*Extract to read*:
>>

All Other Nights by Dara Horn

9 December 2009

I love the Civil War. I mean, to be honest, I love history in general, but I really love the Civil War. This could be because I’m Southern bred, and like all good Southerners, the Civil War is a part of our DNA, like sweet iced tea or fried chicken. And any other Southerner who tries to tell you this is just a stereotype, like our supposed love of Nascar, is simply a self-loathing Southerner (probably living in California or New York by choice).  So when I discovered All Other Nights sitting on the coffee table of my friend’s parents, with a picture of the Rebel flag waving behind a tragic looking young couple, I of course picked it up. Yes, I am that person who peruses the books on your shelf and coffee table and judges you by what I find there. At least now you are forewarned.

All Other Nights was a fatal attraction for me. It’s the story of Jacob Rappaport, a young Jewish soldier in the Union Army who is given two impossible missions in quick succession. First, he must assisinate his uncle, a known spy, then he must woo and marry Eugenia Levy, a Jewish Southerner also thought to be a spy. This is the story of worlds divided by nothing more than the Mason-Dixon line, and the incredible loyalties such a line created, and in doing so, the worlds it destroyed.

<<

*Your assignment*:
Update the All Other Nights review from "All Other Nights by" to "you are forewarned.", putting "peach cobbler" wherever "sweet iced tea" appears. You will not need the records.

*Entries shown*:
>>

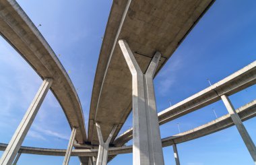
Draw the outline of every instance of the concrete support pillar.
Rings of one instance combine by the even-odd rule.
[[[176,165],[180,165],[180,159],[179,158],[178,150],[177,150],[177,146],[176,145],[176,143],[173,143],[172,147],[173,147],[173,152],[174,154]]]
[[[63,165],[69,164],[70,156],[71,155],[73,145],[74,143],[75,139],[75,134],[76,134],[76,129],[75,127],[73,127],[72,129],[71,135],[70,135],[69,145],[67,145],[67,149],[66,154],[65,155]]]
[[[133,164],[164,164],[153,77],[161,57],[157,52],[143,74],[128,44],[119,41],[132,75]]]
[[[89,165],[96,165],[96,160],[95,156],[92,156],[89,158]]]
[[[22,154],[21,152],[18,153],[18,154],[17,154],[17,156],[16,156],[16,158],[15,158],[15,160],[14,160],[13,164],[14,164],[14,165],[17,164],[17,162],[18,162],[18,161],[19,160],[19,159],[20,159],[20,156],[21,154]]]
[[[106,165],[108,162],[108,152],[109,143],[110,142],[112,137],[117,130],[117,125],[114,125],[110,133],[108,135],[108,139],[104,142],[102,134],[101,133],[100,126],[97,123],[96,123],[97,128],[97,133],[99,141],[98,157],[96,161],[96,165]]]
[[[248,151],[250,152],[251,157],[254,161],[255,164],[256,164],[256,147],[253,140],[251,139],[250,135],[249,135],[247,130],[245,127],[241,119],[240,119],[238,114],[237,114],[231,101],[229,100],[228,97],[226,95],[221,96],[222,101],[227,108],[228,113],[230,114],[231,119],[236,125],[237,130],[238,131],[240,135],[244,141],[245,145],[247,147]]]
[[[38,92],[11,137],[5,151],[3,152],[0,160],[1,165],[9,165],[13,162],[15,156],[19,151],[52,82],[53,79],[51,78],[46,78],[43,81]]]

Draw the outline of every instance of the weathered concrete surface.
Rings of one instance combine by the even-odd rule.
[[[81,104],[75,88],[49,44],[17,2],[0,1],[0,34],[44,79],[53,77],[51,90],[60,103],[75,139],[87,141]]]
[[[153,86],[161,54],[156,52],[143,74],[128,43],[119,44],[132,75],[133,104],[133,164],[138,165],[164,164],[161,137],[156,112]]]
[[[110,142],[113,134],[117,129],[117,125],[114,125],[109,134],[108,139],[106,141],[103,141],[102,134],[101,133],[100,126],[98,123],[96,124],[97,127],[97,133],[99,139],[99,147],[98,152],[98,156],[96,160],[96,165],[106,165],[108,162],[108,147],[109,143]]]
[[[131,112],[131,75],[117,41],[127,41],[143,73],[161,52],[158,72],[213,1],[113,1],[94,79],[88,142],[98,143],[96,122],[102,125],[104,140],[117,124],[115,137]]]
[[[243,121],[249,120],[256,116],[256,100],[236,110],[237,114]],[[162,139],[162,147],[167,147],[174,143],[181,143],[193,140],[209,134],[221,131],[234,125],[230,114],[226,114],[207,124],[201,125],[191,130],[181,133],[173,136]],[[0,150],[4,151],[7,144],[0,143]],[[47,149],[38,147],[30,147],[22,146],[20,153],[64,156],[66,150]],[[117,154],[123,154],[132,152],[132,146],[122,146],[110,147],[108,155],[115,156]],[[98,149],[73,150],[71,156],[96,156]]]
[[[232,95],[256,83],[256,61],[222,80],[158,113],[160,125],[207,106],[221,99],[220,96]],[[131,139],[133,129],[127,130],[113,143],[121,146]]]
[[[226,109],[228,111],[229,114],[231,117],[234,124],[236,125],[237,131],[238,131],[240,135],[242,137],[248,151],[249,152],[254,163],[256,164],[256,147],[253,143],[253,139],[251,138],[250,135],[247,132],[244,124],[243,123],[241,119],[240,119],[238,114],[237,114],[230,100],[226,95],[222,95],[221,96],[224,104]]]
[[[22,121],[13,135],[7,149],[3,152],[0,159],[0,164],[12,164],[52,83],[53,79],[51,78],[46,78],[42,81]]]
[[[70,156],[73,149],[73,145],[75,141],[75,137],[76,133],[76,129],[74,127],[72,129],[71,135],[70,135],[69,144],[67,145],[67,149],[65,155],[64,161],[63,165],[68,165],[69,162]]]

<<
>>

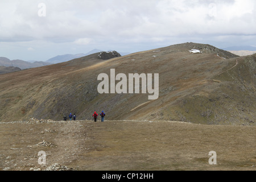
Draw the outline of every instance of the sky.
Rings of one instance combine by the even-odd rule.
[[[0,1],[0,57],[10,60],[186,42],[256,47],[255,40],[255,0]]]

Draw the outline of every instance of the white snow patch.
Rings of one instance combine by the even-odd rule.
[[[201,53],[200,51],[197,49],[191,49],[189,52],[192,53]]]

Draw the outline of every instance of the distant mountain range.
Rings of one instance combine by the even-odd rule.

<<
>>

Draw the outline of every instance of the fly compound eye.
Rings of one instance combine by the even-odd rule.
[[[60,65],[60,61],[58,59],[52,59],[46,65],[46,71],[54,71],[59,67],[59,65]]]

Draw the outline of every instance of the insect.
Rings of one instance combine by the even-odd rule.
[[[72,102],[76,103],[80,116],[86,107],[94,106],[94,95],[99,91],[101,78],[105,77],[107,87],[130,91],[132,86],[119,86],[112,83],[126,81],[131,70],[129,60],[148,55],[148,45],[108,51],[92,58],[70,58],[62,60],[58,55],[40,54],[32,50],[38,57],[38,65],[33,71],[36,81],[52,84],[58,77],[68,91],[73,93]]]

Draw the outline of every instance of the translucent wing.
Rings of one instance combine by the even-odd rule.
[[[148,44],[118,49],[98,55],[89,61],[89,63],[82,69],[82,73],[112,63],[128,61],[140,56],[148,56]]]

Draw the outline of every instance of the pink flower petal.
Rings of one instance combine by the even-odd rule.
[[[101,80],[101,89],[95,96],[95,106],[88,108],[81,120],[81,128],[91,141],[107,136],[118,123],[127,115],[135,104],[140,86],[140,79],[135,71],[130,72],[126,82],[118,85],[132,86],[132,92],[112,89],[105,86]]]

<<

*Solution below*:
All Other Nights by Dara Horn

9 December 2009

I love the Civil War. I mean, to be honest, I love history in general, but I really love the Civil War. This could be because I’m Southern bred, and like all good Southerners, the Civil War is a part of our DNA, like peach cobbler or fried chicken. And any other Southerner who tries to tell you this is just a stereotype, like our supposed love of Nascar, is simply a self-loathing Southerner (probably living in California or New York by choice).  So when I discovered All Other Nights sitting on the coffee table of my friend’s parents, with a picture of the Rebel flag waving behind a tragic looking young couple, I of course picked it up. Yes, I am that person who peruses the books on your shelf and coffee table and judges you by what I find there. At least now you are forewarned.